• _DESCRIPTION OF THE TASK_: Tally the lines in the material below that contain the word "blue". Reply with the number alone.

• _INPUT MATERIAL_:
——

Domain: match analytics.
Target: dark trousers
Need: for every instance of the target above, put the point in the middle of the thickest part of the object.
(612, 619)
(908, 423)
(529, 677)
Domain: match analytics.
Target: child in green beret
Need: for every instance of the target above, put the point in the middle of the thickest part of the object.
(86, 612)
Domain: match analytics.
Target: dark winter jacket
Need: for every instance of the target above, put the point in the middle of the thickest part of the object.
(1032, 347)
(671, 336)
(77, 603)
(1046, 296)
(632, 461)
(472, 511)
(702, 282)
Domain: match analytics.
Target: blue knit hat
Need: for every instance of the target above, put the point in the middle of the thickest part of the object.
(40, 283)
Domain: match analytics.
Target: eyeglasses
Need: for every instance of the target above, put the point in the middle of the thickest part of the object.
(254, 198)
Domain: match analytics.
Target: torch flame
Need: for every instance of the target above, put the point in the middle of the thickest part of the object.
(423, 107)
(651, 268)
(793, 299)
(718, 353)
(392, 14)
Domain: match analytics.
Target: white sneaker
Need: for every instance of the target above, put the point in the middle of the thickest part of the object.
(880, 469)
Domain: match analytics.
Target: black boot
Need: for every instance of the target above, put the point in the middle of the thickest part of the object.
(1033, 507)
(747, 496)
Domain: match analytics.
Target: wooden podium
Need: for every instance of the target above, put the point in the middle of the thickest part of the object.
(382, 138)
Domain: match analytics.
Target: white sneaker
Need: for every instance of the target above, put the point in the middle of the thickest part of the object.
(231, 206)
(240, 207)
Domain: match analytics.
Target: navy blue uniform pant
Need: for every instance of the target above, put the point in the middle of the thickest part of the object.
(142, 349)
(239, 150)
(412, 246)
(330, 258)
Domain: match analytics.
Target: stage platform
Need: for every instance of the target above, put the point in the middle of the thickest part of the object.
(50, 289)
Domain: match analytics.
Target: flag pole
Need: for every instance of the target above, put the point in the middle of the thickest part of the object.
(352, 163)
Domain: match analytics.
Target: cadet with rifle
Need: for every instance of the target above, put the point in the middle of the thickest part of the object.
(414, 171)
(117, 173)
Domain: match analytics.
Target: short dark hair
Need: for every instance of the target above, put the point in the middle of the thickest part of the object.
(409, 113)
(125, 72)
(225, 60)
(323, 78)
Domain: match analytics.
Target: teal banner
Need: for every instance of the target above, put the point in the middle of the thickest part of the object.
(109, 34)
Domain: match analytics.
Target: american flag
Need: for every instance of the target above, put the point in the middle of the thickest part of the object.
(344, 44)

——

• _SOLUTION TO THE EXERCISE_: 2